▸ **Given exercise**:
Rewrite the listing below with every "Detect" changed to "Locate" and nothing else altered.

▸ **Records for processing**:
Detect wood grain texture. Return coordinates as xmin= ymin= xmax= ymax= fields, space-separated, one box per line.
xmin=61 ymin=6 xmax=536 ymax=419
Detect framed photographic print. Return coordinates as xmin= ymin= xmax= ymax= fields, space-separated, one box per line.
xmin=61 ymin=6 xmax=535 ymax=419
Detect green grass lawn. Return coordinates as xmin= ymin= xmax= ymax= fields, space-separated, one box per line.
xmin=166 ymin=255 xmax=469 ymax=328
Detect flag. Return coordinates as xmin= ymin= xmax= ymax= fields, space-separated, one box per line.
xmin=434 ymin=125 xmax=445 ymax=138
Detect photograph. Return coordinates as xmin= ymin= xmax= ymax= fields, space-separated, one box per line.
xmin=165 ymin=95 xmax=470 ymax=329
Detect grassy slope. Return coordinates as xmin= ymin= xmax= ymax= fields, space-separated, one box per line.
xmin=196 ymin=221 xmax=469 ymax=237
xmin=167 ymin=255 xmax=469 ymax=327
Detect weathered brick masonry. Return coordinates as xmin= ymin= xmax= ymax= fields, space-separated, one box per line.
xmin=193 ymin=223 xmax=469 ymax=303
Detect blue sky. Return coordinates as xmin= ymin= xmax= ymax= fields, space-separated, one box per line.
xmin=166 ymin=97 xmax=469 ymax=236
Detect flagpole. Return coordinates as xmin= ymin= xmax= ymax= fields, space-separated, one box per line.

▸ **Exercise output**:
Locate wood grain texture. Return coordinates as xmin= ymin= xmax= ymax= fields, space-separated, one box per line.
xmin=61 ymin=6 xmax=536 ymax=419
Locate framed photographic print. Return coordinates as xmin= ymin= xmax= ymax= fields, space-separated, one box per line.
xmin=61 ymin=6 xmax=535 ymax=419
Locate green grass lawn. Return coordinates as xmin= ymin= xmax= ymax= fields, space-separated, one box per line.
xmin=166 ymin=255 xmax=469 ymax=328
Locate flag. Return coordinates as xmin= ymin= xmax= ymax= fields, space-separated, one box per line.
xmin=434 ymin=125 xmax=445 ymax=138
Locate photograph. Return coordinates as xmin= ymin= xmax= ymax= fields, space-separated, one box per line.
xmin=165 ymin=95 xmax=470 ymax=329
Locate grassy slope. Return coordinates as xmin= ymin= xmax= ymax= fields, space-separated, one box per line.
xmin=196 ymin=221 xmax=469 ymax=237
xmin=167 ymin=255 xmax=469 ymax=327
Locate weathered brick masonry. Return coordinates as xmin= ymin= xmax= ymax= fields, space-separated, one box per line.
xmin=193 ymin=223 xmax=469 ymax=303
Locate blue sky. Return coordinates as xmin= ymin= xmax= ymax= fields, space-separated, one box per line.
xmin=166 ymin=97 xmax=469 ymax=236
Locate flagpole. Return coordinates as xmin= ymin= xmax= ymax= fields, space-separated, one box per line.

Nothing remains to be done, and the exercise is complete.